[Records from a data source]
= = = = =
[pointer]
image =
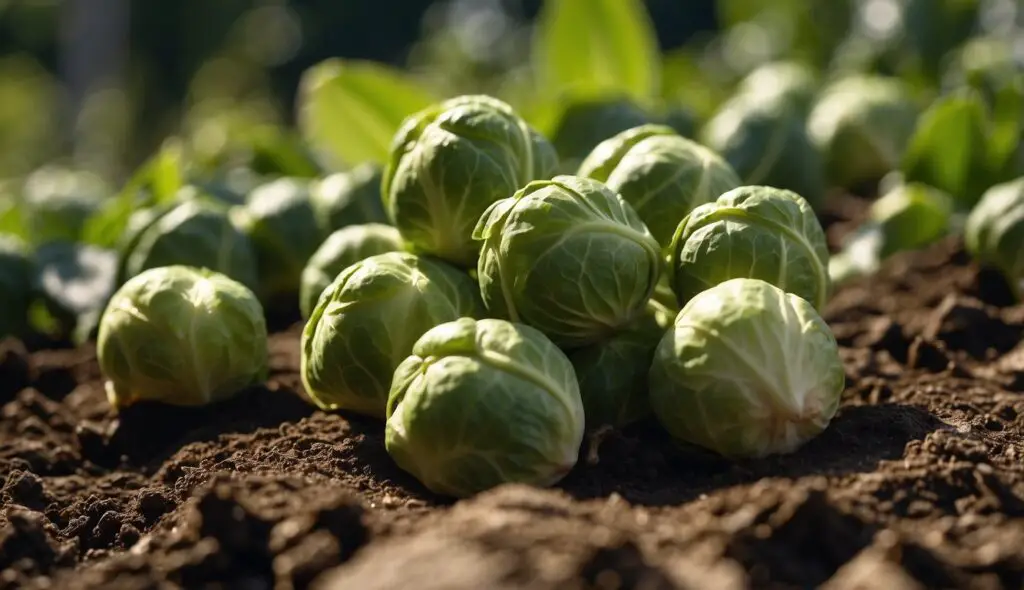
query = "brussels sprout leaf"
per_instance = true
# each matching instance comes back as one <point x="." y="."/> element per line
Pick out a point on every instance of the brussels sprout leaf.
<point x="597" y="47"/>
<point x="948" y="148"/>
<point x="349" y="111"/>
<point x="156" y="181"/>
= = = = =
- [Exercise] Return every line of the rows above verbatim, leaving out the pictures.

- [Written response]
[pointer]
image =
query = "brussels sprout leaf"
per_instance = true
# each matching instance comes back as one <point x="." y="."/> element per line
Pick out a point on every instance of the brussels sprout leaf.
<point x="597" y="47"/>
<point x="948" y="148"/>
<point x="349" y="111"/>
<point x="156" y="181"/>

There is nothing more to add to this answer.